▶ SEZIONE DEL TESTO:
=-=-=

Molta attesa allo Stresa Festival per Isabelle Faust, impegnata con le Sonate e Partite di Bach (anche in disco per Harmonia Mundi, premio Diapason d’Or de l’année).
STRESA – Per riannodare le fila di un discorso già cominciato su questo sito a proposito delle sei Suites per violoncello solo, perché il quadro possa risultare omogeneo e coerente come era nato nell’intenzione di Bach, vorrei citare una lettera di Carl Philipp Emanuel Bach (il secondo dei figli maschi) in una risposta a Forkel (primo biografo di Bach) che lo interroga circa la conoscenza di suo padre nell’ambito degli strumenti ad arco.
Così C. P. E. Bach: «Fortissimo conoscitore e giudice dell’armonia, suonava, di preferenza, la viola, con giusto dosaggio di forza e delicatezza. In gioventù e fino a una età abbastanza avanzata, suonò il violino con stile puro e penetrante […]. Conosceva alla perfezione le possibilità di tutti gli strumenti ad arco, come mostrano i suoi Soli per violino e per violoncello. Uno dei maggiori violinisti mi disse una volta che non aveva mai visto nulla di più perfetto per diventare un buon violinista, né avrebbe potuto consigliare nulla di più utile per l’insegnamento, di questi Soli per violino senza basso».
Se nei lavori per violoncello la polifonia è solo “latente”, nelle Sonate e Partite per violino si incarna una “implacabile ricerca, in cui l’idea appare assorta dal suo stesso divenire”, e dove “l’idea si libera dalla forma e la supera”. E ancora meglio: «Sonate e Partite contengono un vasto margine di impossibile, il conflitto tra intenzione e realizzazione è parte della natura di questa musica, e la sensazione di sforzo ne è la traduzione visibile e necessaria. Spetta all’esecutore definire quanto vi è di irrisolto, attraverso una serie di problemi di pratica virtuosistica, di espressione, di stile» (Buscaroli).

=-=-=

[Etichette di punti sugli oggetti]
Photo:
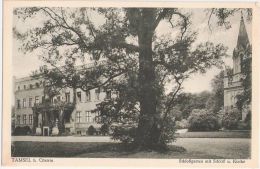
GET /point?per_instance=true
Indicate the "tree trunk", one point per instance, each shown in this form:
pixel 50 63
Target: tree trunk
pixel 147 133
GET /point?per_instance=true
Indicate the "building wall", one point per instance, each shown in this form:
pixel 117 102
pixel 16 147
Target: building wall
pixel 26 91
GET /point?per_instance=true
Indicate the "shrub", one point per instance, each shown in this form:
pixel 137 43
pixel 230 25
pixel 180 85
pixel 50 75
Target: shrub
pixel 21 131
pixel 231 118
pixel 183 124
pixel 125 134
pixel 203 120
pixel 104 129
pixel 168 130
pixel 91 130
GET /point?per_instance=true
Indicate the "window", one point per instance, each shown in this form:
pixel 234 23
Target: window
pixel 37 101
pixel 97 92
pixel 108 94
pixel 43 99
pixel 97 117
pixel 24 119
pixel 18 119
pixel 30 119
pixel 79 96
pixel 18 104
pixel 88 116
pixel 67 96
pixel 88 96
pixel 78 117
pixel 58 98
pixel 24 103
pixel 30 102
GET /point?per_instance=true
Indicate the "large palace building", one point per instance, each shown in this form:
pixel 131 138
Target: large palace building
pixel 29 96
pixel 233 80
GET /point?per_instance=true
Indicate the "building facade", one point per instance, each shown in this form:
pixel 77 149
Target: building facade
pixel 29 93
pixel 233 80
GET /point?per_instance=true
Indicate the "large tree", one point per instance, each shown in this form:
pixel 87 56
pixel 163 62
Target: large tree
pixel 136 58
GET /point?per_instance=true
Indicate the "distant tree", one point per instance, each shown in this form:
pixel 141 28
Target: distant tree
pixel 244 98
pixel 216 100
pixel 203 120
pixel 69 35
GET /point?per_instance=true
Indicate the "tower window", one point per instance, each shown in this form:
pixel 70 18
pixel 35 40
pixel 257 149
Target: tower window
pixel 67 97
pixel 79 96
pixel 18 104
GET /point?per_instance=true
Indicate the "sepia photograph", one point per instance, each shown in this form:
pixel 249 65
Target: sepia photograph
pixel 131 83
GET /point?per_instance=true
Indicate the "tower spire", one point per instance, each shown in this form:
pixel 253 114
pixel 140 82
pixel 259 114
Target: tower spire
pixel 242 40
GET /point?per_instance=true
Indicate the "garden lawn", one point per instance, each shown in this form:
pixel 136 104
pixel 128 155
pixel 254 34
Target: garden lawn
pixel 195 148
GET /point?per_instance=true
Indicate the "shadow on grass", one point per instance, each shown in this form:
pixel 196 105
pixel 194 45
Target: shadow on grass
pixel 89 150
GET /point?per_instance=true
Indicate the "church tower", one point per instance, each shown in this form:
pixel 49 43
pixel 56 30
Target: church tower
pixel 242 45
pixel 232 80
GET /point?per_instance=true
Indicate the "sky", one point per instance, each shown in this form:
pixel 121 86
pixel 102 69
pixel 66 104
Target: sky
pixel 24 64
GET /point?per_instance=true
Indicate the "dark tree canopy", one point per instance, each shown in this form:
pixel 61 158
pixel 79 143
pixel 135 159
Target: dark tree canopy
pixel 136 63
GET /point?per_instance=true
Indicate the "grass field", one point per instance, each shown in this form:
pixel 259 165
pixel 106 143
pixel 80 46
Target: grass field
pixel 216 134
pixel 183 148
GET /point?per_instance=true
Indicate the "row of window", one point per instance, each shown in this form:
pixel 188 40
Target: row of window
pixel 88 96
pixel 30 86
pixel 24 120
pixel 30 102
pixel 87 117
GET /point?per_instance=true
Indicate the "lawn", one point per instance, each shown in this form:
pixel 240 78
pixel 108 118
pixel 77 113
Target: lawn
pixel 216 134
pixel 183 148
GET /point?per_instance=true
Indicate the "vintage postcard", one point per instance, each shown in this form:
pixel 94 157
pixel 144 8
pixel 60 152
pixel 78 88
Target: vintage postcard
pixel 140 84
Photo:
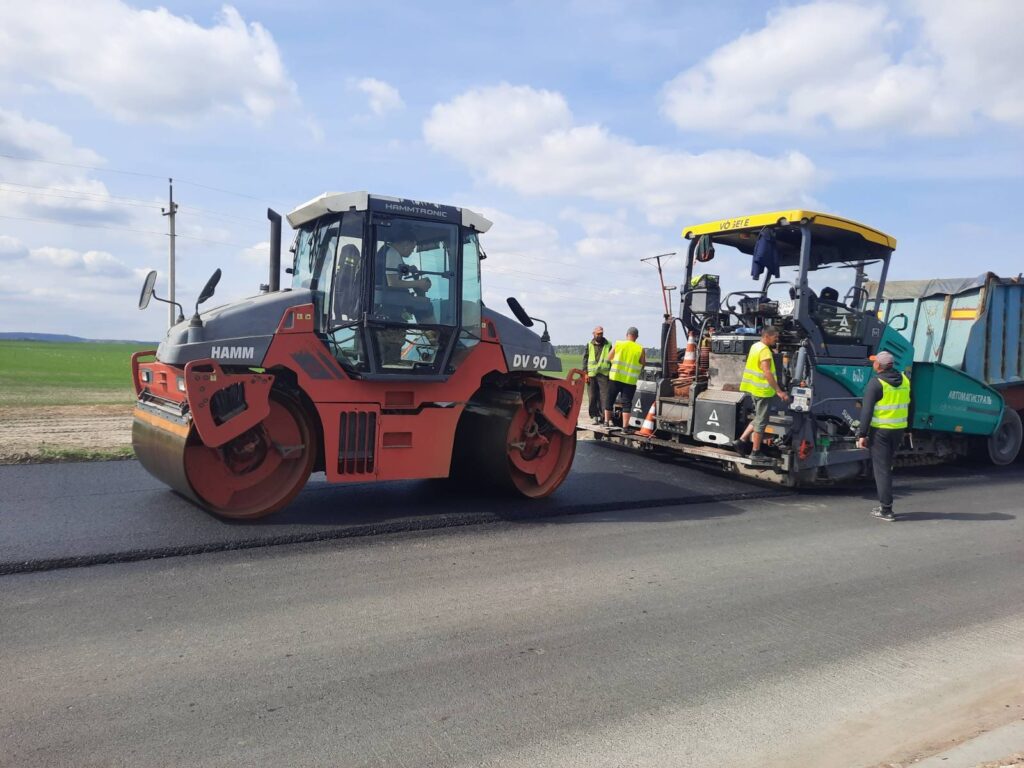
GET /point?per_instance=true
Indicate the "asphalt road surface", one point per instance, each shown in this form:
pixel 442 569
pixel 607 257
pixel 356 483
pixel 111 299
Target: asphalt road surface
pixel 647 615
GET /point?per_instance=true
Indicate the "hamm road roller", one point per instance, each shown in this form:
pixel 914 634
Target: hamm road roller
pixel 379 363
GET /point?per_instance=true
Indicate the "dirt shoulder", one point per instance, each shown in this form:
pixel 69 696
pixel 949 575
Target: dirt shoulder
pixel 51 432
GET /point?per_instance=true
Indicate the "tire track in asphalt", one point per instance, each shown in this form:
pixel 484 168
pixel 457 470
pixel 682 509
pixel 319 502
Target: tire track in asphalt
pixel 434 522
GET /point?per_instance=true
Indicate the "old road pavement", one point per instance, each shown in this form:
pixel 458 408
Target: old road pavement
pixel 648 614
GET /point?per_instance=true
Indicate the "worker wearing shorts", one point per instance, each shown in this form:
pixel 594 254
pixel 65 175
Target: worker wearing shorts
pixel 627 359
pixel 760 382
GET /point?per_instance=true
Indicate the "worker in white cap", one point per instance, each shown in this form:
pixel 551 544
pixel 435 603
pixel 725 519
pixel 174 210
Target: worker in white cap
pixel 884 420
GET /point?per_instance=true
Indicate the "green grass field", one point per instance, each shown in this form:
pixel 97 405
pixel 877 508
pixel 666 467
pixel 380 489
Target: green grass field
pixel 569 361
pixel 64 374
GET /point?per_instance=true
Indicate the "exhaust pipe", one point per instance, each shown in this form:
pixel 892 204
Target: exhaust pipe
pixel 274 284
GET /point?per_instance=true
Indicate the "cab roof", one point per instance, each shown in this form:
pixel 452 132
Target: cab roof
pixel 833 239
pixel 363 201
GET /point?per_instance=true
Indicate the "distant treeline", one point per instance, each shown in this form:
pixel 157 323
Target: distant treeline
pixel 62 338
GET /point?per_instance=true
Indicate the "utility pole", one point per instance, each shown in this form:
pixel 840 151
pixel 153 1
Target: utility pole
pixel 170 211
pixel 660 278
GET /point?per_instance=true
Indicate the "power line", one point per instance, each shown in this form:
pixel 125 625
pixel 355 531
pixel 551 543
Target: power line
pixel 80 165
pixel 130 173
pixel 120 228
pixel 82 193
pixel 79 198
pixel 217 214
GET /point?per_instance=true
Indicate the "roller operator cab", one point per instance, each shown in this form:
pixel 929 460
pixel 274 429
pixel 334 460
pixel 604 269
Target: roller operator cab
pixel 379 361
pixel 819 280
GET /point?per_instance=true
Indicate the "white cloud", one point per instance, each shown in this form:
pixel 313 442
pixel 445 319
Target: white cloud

=-=-=

▶ ESERCIZI DA SVOLGERE:
- a) Duplichi il passo del testo su Bach compreso tra "Molta attesa allo" e "strumenti ad arco.", entrambi inclusi.
- b) Esprima come lista JSON di stringhe, una per riga e senza le righe vuote, soltanto le righe dei record comprese tra l'inizio dei record e la riga che contiene "pixel 91 130", entrambe incluse. Ometta le immagini dalla risposta.
Il testo e i record costituiscono materiali distinti e indipendenti l'uno dall'altro.

▶ LE RISPOSTE:
- a)
Molta attesa allo Stresa Festival per Isabelle Faust, impegnata con le Sonate e Partite di Bach (anche in disco per Harmonia Mundi, premio Diapason d’Or de l’année).
STRESA – Per riannodare le fila di un discorso già cominciato su questo sito a proposito delle sei Suites per violoncello solo, perché il quadro possa risultare omogeneo e coerente come era nato nell’intenzione di Bach, vorrei citare una lettera di Carl Philipp Emanuel Bach (il secondo dei figli maschi) in una risposta a Forkel (primo biografo di Bach) che lo interroga circa la conoscenza di suo padre nell’ambito degli strumenti ad arco.

- b)
[
  "Photo:",
  "GET /point?per_instance=true",
  "Indicate the \"tree trunk\", one point per instance, each shown in this form:",
  "pixel 50 63",
  "Target: tree trunk",
  "pixel 147 133",
  "GET /point?per_instance=true",
  "Indicate the \"building wall\", one point per instance, each shown in this form:",
  "pixel 117 102",
  "pixel 16 147",
  "Target: building wall",
  "pixel 26 91",
  "GET /point?per_instance=true",
  "Indicate the \"shrub\", one point per instance, each shown in this form:",
  "pixel 137 43",
  "pixel 230 25",
  "pixel 180 85",
  "pixel 50 75",
  "Target: shrub",
  "pixel 21 131",
  "pixel 231 118",
  "pixel 183 124",
  "pixel 125 134",
  "pixel 203 120",
  "pixel 104 129",
  "pixel 168 130",
  "pixel 91 130"
]